» WHAT IS NEEDED:
Every line from the one containing "Target: wristwatch" to the end of the listing below should be transcribed exactly, and no line outside that span should appear.

» DATASET CONTENT:
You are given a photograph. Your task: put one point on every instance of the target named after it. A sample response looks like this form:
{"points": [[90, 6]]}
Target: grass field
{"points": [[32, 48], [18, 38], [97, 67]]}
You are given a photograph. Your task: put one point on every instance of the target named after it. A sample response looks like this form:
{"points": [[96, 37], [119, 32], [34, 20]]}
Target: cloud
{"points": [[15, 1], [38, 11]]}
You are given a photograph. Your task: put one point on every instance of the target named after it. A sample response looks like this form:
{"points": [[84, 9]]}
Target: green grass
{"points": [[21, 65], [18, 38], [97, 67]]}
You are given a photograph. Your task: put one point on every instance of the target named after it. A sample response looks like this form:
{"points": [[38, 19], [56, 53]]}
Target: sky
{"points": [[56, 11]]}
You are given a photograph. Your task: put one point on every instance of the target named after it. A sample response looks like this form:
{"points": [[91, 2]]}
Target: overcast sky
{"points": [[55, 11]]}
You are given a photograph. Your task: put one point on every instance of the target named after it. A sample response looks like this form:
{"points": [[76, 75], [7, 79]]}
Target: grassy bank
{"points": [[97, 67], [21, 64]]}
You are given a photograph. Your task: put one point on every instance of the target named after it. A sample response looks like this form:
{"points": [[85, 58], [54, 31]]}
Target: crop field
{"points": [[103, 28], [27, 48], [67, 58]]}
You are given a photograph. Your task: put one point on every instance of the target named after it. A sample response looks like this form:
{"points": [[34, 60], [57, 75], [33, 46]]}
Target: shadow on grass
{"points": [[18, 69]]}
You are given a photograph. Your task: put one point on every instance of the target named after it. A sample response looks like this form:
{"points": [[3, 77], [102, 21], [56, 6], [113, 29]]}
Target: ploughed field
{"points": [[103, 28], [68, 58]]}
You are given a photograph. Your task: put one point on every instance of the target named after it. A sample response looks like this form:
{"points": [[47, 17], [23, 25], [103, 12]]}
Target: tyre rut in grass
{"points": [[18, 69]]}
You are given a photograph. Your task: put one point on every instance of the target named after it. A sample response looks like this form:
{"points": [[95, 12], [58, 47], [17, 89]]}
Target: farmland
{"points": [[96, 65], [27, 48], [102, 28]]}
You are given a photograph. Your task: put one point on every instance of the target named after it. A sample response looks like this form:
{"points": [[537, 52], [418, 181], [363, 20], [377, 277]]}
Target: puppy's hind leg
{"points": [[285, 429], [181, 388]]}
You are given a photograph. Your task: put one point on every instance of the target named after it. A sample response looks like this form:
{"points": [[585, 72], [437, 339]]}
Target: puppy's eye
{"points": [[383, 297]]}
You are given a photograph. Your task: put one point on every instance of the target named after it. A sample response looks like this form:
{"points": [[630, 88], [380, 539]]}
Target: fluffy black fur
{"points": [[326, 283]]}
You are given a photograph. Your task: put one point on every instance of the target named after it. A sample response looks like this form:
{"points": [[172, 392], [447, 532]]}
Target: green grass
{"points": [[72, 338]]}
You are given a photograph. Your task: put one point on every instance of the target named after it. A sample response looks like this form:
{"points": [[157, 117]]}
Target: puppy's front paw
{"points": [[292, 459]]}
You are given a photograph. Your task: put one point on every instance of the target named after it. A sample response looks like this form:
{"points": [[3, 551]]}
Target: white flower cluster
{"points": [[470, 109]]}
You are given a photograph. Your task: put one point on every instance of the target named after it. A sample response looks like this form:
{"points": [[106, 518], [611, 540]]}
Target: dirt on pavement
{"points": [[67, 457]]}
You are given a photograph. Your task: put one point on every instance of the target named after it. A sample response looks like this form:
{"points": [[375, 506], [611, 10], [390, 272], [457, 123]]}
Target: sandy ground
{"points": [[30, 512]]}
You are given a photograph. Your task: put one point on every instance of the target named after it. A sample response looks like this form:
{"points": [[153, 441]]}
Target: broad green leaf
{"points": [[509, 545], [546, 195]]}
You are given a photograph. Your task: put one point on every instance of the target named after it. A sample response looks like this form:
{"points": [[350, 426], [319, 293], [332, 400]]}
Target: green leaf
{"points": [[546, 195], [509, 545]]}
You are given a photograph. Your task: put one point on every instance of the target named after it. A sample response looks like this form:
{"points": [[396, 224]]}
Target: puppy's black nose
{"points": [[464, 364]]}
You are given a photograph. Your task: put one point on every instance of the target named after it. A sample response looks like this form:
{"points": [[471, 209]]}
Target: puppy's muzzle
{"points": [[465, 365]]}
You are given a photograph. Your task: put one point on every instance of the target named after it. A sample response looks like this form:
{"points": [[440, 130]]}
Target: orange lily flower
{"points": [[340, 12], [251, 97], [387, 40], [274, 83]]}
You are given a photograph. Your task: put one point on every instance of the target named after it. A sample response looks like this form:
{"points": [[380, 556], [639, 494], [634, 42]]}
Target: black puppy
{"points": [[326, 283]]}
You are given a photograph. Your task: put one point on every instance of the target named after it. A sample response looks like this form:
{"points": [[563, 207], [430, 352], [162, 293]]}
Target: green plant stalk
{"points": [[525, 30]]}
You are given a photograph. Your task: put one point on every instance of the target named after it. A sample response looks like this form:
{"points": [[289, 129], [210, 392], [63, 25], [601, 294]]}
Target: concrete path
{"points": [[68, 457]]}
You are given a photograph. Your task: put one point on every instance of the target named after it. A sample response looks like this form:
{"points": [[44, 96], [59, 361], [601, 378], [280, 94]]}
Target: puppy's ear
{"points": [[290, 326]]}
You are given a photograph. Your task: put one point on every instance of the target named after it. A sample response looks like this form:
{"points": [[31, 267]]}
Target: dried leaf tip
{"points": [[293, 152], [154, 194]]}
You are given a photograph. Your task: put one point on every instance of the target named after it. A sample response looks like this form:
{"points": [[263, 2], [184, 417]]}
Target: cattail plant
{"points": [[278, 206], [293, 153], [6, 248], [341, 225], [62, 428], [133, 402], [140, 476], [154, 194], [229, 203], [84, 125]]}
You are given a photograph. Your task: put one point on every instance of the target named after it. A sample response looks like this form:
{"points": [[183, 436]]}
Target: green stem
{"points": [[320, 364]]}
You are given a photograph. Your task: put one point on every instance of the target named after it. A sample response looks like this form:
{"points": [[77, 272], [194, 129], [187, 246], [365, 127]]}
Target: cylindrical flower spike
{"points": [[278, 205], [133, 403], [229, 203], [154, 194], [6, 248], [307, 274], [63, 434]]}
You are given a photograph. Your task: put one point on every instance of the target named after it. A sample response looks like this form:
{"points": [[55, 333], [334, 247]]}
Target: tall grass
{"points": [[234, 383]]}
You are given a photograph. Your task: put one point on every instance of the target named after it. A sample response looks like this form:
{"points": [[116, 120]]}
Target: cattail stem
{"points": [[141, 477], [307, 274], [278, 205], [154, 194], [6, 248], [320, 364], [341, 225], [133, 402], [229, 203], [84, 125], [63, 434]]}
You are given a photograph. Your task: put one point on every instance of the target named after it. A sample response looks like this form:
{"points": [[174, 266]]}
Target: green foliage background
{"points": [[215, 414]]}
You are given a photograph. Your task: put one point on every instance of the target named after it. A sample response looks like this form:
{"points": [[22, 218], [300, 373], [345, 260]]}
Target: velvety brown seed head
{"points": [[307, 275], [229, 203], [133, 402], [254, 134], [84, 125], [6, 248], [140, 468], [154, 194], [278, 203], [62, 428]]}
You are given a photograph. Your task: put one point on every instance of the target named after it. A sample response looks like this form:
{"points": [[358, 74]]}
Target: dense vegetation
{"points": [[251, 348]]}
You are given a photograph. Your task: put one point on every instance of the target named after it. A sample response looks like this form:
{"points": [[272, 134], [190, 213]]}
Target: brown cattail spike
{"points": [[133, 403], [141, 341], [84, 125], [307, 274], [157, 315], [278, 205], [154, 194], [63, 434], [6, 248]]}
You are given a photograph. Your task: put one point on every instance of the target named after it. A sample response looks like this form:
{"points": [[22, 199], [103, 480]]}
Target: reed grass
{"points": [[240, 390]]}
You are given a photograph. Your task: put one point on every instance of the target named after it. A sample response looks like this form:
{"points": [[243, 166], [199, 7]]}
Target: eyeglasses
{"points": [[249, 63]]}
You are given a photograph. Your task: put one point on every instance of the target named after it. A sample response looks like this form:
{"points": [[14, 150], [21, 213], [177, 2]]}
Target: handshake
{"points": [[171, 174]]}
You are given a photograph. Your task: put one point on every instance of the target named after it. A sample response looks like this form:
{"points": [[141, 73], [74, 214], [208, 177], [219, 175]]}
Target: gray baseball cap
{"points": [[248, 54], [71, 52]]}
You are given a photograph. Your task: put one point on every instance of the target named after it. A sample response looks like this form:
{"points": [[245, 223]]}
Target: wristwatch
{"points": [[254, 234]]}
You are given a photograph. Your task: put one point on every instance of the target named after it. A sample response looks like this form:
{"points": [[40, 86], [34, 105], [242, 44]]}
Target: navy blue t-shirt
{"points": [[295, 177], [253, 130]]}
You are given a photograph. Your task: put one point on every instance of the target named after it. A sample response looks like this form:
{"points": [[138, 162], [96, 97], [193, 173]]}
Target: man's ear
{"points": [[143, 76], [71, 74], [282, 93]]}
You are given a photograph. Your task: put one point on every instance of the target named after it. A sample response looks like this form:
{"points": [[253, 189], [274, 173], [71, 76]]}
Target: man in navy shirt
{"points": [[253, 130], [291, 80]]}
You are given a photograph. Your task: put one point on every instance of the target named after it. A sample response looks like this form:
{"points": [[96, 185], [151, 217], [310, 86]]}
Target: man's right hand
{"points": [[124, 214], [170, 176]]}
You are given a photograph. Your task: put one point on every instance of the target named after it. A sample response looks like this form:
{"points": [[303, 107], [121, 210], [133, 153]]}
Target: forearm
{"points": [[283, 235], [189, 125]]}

» RESPONSE AREA:
Target: wristwatch
{"points": [[254, 234]]}
You are given a photograph. Your task: put one point on every instance of the target named after it. A sample response looks like this form:
{"points": [[40, 86], [34, 105], [242, 44]]}
Target: navy blue t-shirt
{"points": [[295, 177], [253, 130]]}
You are given a photograph. Your task: put one point on every instance of the target named after it. A sample response looks like this form:
{"points": [[138, 162], [96, 97], [193, 173]]}
Target: man's ear
{"points": [[143, 76], [71, 74], [282, 93]]}
You are given a photograph. Your task: put one point on every instance of the target named after it. A sample response looks like this form:
{"points": [[253, 189], [274, 173], [71, 76]]}
Target: man in navy shirt
{"points": [[253, 130], [291, 80]]}
You are given a photograph. Your task: put one point on every instance of the target named after it. A sample response looks like this form:
{"points": [[96, 185], [151, 217], [310, 86]]}
Target: man's right hand
{"points": [[124, 214], [170, 176]]}
You are given a photograph. Your task: put one point on every instance of the target named after it. A sample response looks like this form:
{"points": [[303, 107], [121, 210], [133, 153]]}
Target: forearm
{"points": [[283, 235], [189, 125]]}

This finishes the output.